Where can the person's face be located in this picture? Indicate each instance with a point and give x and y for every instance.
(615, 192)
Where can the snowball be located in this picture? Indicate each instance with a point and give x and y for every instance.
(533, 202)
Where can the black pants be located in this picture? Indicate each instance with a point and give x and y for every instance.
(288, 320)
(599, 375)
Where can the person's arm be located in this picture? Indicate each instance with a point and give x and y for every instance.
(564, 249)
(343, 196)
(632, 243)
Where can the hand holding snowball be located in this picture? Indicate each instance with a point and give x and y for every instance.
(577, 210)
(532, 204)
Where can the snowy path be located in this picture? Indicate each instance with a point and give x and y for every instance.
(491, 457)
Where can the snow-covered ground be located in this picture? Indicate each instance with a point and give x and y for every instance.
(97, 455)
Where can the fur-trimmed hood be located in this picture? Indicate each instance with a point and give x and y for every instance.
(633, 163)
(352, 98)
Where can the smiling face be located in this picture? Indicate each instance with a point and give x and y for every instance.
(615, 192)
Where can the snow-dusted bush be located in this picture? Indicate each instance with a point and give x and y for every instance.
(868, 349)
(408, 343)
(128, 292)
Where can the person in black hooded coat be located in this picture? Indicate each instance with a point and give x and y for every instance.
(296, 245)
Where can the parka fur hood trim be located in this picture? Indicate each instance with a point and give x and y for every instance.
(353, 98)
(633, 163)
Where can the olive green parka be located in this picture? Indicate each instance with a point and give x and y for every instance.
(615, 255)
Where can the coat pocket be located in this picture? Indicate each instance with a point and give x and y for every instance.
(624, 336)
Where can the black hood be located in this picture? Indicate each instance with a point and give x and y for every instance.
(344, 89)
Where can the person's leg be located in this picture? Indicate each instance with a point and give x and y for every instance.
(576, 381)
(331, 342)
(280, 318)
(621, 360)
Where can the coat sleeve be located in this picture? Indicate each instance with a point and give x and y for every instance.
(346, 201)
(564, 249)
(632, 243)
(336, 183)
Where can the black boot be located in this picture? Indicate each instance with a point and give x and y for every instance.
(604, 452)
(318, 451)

------------------------------------------------------------

§ **REQUIRED ACTION**
Retype every entry without changing anything.

§ **RESPONSE FOR THIS EXERCISE**
Where can the person's face be located in this picture? Indicate each instance with a point and give x and y for every instance.
(615, 192)
Where can the snowball be located in this picture? Indicate each instance with a point and give x and y for every instance.
(533, 202)
Where can the black pants be located in this picture? Indicate each instance with a point and give x and y for every instance.
(288, 320)
(599, 375)
Where can the person's arm be located in this picture? Indicate each instance with a point and give x and y for every instance.
(564, 249)
(343, 196)
(632, 243)
Where can the hand holding snowball be located in this picture? Indicate each instance with a point and give x and y for every instance.
(577, 210)
(532, 204)
Where can the snowy path be located in this picture? Indicate each instance with a point and give x and y for every instance.
(491, 457)
Where can the snow-covered ground be located in this picture? Indicate each instance with a point and give x and y for every instance.
(97, 455)
Where can the fur-trimmed hood be located in this picture? Indicate each instance with a point and give x and y for every instance.
(633, 163)
(352, 98)
Where can the smiling face be located in this picture? Indicate each instance with a point and give x and y for every instance.
(615, 192)
Where can the snow-dusted bush be located in this picture? Indicate each instance with a point and give x and y for every instance.
(868, 349)
(408, 343)
(128, 292)
Where can the person in black hooded coat be located in this picture? Indicate each instance with a point and give x and y for every instance.
(296, 245)
Where can the parka fur hood trim be located in this picture? Indicate each instance with a point and give x and y for every instance.
(353, 98)
(633, 163)
Where can the olive green parka be located in this picture? Indicate each instance with a point and give x and y for every instance.
(615, 255)
Where can the coat pocket be located in this picture? Indicate each instance with a point and give x and y for every instance.
(624, 336)
Where can the black hood be located in this picture? Indicate each instance with a point and give x and y for every instance.
(344, 89)
Where can the person's leg be located in this picture? Indicate each instance with a point and give x and y for every instance.
(576, 381)
(331, 342)
(280, 318)
(621, 360)
Where can the coat sleeve be located in this picture? Indicate each instance with a point and give x and y for every instance.
(346, 201)
(564, 249)
(632, 243)
(336, 183)
Where can the black boot be located in this picture? Indicate each instance with a point and give x and y for every instance.
(604, 452)
(318, 451)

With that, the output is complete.